*Materials provided*.

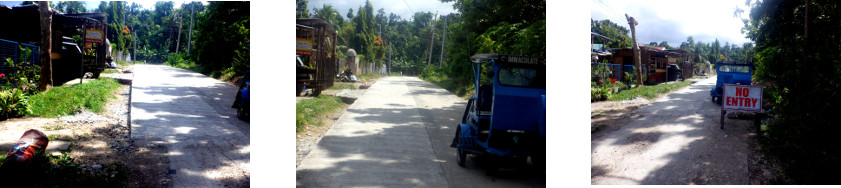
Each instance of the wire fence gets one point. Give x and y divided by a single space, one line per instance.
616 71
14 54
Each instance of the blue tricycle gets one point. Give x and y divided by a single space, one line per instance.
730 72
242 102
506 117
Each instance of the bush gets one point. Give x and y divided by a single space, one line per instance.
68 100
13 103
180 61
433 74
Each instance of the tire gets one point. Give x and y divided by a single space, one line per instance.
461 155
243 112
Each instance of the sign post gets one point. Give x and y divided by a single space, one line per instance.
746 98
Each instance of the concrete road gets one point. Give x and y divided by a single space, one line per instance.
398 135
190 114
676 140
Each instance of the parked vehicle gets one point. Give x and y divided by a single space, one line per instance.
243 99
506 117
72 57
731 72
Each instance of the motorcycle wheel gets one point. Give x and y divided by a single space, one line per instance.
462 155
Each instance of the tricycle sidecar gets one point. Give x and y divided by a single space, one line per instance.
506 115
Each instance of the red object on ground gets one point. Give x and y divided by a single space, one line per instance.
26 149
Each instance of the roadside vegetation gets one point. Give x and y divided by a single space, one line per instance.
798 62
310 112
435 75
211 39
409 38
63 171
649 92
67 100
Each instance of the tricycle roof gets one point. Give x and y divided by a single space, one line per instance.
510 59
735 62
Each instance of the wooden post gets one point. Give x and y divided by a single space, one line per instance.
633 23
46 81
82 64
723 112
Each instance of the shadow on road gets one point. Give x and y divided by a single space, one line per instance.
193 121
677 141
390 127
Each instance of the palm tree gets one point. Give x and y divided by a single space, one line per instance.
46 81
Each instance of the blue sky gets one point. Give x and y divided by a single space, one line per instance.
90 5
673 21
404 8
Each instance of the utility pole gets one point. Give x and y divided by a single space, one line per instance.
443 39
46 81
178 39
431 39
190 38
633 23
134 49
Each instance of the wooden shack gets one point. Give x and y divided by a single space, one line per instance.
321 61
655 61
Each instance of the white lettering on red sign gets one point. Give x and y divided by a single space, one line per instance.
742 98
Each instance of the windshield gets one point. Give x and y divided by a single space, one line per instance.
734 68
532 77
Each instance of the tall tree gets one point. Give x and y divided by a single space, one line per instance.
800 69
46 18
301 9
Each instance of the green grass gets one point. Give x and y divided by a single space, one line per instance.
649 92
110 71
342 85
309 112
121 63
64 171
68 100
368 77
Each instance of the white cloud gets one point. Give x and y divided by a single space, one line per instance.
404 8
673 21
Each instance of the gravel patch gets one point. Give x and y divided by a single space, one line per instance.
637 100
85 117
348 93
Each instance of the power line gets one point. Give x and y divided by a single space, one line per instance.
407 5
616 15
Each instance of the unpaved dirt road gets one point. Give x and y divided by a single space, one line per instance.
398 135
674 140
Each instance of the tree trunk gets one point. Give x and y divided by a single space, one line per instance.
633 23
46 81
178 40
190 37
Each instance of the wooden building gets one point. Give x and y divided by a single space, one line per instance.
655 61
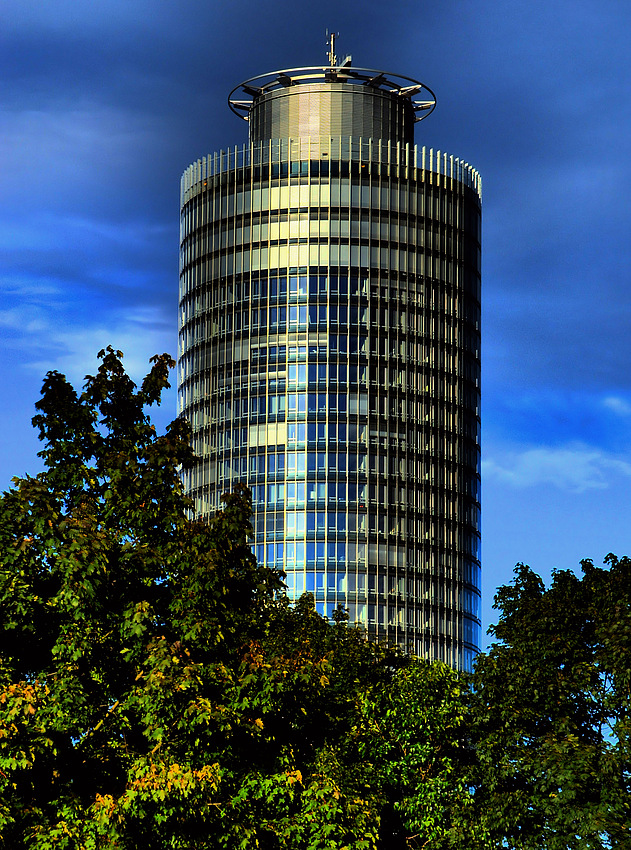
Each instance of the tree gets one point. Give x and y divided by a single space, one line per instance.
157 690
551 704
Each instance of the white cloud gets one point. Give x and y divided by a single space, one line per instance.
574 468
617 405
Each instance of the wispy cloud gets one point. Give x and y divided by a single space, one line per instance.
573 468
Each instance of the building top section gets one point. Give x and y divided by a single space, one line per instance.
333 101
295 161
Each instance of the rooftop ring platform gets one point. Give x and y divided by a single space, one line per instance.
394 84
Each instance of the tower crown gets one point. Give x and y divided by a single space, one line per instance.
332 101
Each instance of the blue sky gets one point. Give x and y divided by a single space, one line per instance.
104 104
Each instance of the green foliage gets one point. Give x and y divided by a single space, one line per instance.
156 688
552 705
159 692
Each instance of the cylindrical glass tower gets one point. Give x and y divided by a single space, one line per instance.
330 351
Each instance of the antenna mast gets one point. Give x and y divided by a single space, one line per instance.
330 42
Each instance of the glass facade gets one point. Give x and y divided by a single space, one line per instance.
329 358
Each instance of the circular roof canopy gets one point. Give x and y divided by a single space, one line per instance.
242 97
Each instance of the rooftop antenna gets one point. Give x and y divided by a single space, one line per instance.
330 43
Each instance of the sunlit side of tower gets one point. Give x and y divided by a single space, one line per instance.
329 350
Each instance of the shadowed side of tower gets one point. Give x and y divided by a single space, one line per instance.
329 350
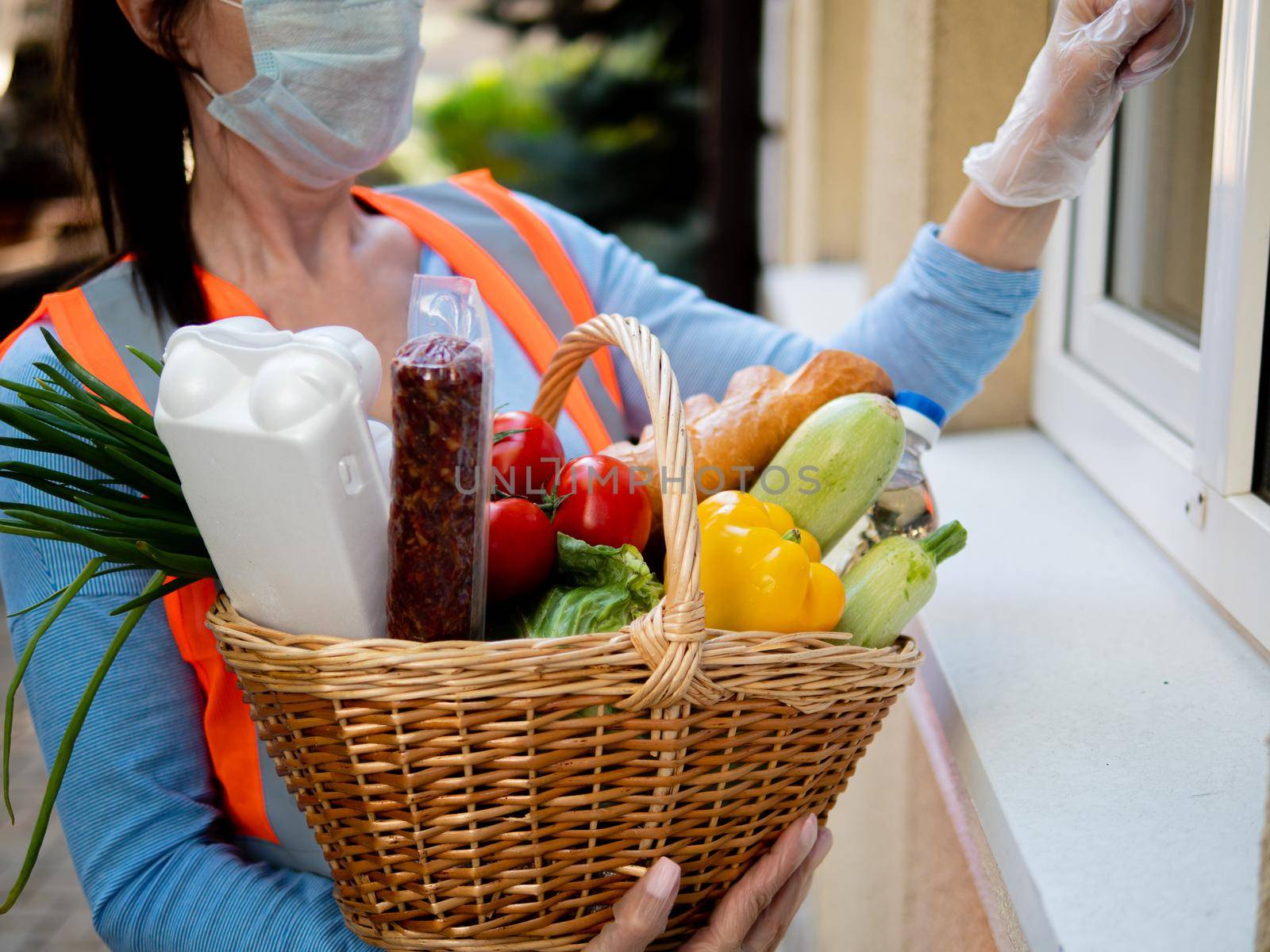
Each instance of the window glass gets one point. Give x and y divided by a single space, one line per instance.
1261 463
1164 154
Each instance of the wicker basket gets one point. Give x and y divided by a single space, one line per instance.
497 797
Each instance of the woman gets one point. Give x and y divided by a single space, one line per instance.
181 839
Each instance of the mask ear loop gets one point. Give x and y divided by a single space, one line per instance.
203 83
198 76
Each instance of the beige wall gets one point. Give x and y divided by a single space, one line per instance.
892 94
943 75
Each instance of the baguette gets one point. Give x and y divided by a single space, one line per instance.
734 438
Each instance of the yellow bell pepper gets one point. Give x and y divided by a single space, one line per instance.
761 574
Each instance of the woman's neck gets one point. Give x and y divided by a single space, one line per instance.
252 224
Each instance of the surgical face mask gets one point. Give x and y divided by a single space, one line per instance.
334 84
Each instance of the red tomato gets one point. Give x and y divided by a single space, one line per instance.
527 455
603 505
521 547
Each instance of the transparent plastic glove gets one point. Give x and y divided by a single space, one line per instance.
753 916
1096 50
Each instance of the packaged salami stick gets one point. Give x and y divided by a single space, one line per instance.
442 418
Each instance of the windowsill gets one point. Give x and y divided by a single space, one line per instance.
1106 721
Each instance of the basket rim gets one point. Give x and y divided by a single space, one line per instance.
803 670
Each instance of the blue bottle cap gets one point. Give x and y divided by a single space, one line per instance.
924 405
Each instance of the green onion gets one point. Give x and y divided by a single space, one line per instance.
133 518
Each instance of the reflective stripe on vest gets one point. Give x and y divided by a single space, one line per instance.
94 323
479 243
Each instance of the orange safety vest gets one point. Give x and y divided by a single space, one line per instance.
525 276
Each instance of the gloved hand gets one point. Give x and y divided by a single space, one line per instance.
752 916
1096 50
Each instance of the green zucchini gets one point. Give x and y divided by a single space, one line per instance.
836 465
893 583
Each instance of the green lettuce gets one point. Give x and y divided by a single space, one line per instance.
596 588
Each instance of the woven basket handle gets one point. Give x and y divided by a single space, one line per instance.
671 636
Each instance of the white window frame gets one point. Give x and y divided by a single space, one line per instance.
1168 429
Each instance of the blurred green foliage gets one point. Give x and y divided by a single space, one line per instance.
==
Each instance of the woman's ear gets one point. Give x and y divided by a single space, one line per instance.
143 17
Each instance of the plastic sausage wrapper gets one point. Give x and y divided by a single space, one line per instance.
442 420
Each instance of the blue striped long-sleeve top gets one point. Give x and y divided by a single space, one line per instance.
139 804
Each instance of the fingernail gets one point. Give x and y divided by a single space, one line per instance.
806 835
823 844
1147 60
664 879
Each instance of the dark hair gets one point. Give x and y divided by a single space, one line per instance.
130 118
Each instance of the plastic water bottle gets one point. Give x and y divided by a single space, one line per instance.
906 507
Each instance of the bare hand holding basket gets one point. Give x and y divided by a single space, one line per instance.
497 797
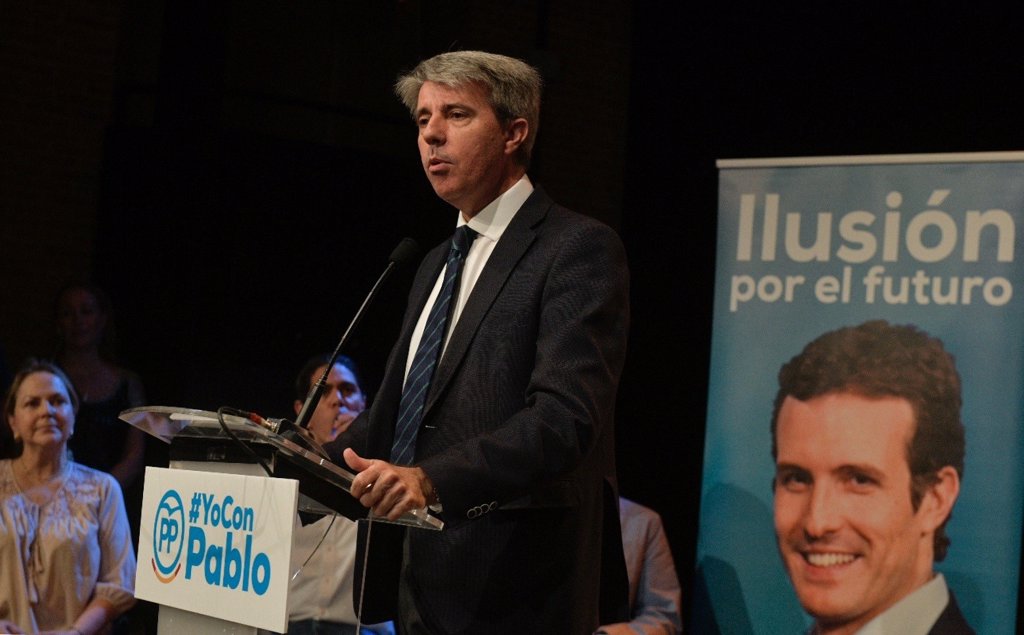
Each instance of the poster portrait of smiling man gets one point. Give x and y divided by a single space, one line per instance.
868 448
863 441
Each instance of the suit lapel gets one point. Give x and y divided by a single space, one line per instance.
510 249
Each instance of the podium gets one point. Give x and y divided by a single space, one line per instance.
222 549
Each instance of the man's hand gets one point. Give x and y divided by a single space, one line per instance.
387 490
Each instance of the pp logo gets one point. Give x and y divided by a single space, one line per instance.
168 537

*Stated goal*.
Retype the lines from the one containing "Each instance of the green lettuce" through the one containing "Each instance of the blurred", matching them character for character.

*Task response*.
Each instance of the green lettuce gets one point. Give x and y divided by a single space, one line per instance.
596 588
Each instance of the woven basket handle gets one point. Give x and y divided by a single space, one line per instance.
671 636
Each instance of the white window frame gets one point. Give x and y divided by a single space, one line per instance.
1168 429
Each instance of the blurred green foliage gets one point. Give x and y divided by a single space, one line per instance.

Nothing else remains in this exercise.